**Page extract:**
Using Supervisord to Manage Streaming Filters

Social Feed Manager uses supervisord to manage the filterstream and streamsample processes. As streaming processes, these are intended to be run on a continuous, ongoing basis, to collect tweets over time. Supervisord is a process control system that, among other features, manages the SFM streaming processes independently from the SFM web application, and can restart these processes if they fail or after a system reboot.

Twitterfilters and/or streamsample can still be run independently of supervisord if desired (e.g. for testing), by invoking them at the command line as management commands.

Supervisor setup

Supervisord is installed as part of the standard SFM installation; it is one of SFM's ubuntu package dependencies. However, it must be configured in order to use filterstreams.

Configuring the supervisor process

To configure supervisord for SFM:

Edit /etc/supervisor/supervisord.conf:

In the [unix_http_server] section, add chown=www-data:www-data so that the socket file will be created with www-data as the owner (apache runs as the www-data user)

**Exercise task A:** Summarize the page on supervisord in two sentences.
The page on supervisord and the listing that comes after it are unrelated.

**Input records:**
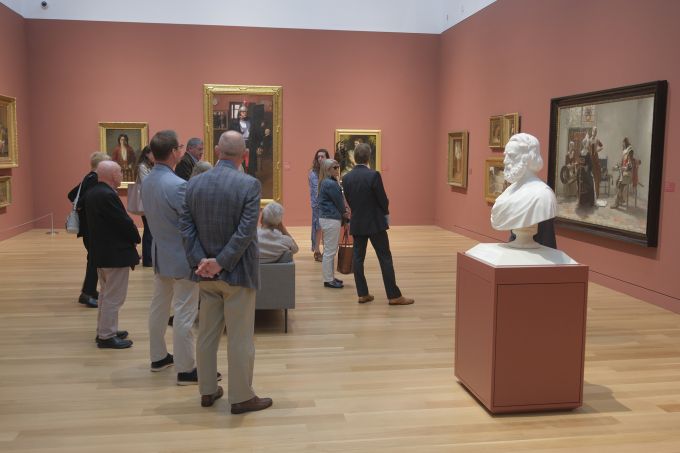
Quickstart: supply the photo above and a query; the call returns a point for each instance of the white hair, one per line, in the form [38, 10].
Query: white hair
[272, 214]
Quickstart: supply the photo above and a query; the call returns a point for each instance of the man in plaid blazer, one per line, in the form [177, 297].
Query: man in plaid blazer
[219, 230]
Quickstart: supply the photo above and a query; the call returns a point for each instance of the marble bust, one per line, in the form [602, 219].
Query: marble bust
[528, 200]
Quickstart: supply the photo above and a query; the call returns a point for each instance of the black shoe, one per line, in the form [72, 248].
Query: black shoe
[333, 284]
[160, 365]
[87, 300]
[191, 377]
[114, 343]
[122, 334]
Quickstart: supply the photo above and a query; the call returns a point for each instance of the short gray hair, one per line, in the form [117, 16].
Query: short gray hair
[272, 214]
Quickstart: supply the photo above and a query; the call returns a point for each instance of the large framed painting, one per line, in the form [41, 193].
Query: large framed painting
[494, 179]
[605, 161]
[9, 148]
[255, 111]
[5, 191]
[124, 142]
[348, 139]
[458, 159]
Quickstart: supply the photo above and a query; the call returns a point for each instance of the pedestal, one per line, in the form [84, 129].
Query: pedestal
[520, 334]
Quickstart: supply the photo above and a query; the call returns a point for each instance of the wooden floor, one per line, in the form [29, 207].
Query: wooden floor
[347, 377]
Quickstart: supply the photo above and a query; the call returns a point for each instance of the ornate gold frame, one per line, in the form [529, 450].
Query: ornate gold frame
[142, 128]
[9, 104]
[6, 185]
[496, 163]
[214, 95]
[367, 134]
[461, 180]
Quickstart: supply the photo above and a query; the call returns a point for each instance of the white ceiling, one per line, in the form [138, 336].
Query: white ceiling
[404, 16]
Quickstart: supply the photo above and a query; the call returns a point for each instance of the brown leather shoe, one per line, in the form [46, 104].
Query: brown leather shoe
[401, 300]
[254, 404]
[366, 298]
[209, 400]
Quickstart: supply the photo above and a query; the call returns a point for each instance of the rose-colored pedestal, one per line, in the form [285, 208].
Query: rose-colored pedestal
[520, 334]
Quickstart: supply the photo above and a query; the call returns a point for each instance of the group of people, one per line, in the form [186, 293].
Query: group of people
[359, 199]
[204, 248]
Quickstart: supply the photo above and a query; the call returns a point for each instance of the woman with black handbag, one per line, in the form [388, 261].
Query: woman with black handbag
[88, 294]
[331, 213]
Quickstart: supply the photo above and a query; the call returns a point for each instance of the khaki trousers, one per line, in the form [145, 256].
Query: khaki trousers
[183, 295]
[113, 283]
[235, 306]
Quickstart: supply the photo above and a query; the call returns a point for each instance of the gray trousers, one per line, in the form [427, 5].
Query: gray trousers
[235, 306]
[113, 282]
[183, 296]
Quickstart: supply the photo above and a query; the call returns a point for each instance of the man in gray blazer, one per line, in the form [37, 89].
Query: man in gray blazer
[163, 200]
[219, 227]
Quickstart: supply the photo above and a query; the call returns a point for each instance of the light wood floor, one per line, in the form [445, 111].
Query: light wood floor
[347, 377]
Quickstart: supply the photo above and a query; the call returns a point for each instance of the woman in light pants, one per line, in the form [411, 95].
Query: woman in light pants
[331, 211]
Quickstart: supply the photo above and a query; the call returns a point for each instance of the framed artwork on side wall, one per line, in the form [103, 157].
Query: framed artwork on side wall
[458, 159]
[5, 191]
[605, 161]
[494, 180]
[124, 142]
[9, 148]
[255, 111]
[346, 140]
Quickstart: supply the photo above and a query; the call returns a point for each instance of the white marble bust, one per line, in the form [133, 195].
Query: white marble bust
[528, 200]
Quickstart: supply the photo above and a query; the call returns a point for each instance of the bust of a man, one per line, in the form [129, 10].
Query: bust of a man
[528, 200]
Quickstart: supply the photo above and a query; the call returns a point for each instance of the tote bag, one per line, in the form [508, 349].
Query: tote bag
[135, 199]
[345, 251]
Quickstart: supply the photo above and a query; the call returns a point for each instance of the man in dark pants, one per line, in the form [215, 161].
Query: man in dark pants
[368, 202]
[88, 294]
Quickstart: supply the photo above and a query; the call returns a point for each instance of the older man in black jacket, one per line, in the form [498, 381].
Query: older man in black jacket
[368, 201]
[113, 236]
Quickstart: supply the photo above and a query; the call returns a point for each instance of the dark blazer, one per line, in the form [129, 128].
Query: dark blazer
[219, 220]
[113, 234]
[367, 199]
[88, 182]
[185, 167]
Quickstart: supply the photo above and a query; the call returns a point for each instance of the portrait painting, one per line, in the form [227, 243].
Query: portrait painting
[254, 111]
[9, 151]
[458, 159]
[605, 161]
[494, 179]
[346, 140]
[496, 131]
[510, 127]
[124, 142]
[5, 191]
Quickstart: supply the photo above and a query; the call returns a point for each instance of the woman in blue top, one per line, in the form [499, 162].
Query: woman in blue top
[313, 179]
[331, 212]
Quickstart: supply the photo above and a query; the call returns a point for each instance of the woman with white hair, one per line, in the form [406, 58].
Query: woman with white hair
[273, 238]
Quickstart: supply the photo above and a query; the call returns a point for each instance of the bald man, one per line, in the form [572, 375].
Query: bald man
[219, 228]
[113, 236]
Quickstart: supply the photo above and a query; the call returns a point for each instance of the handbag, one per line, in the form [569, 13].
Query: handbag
[345, 252]
[72, 219]
[135, 199]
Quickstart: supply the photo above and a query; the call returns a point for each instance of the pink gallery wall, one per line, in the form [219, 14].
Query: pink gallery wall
[16, 217]
[514, 56]
[82, 73]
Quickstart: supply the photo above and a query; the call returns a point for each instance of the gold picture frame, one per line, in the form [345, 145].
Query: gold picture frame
[5, 191]
[348, 139]
[9, 148]
[458, 159]
[496, 131]
[263, 107]
[135, 136]
[511, 127]
[494, 180]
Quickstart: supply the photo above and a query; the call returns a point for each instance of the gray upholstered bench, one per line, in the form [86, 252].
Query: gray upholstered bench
[277, 288]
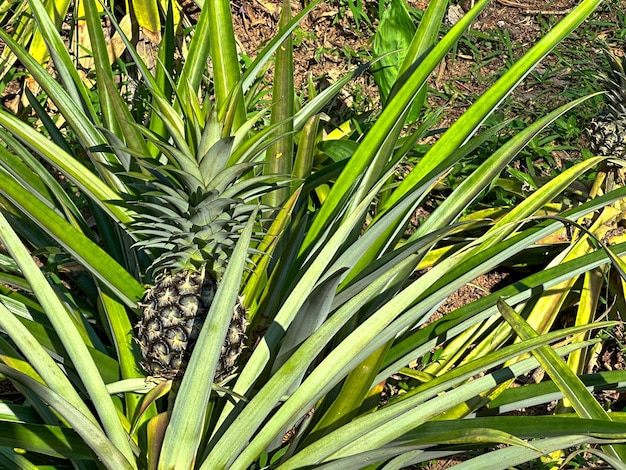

**Exercise task B:** Pick out every line of the listing that contains the word "wall".

**Worked solution A:** Social Feed Manager uses supervisord to run its filterstream and streamsample processes continuously, apart from the web application, and to restart them after a failure or a system reboot, although these processes can still be run independently as management commands. Supervisord is installed with the standard SFM setup but must be configured, which involves adding chown=www-data:www-data to the [unix_http_server] section of /etc/supervisor/supervisord.conf so that the socket file is owned by www-data.

**Worked solution B:**
Quickstart: supply the photo above and a query; the call returns a point for each instance of the framed artwork on side wall, one per line, in the form [103, 157].
Query: framed artwork on side wall
Quickstart: supply the photo above and a query; the call returns a point for each instance of the pink gallery wall, one per line, in the form [219, 14].
Query: pink gallery wall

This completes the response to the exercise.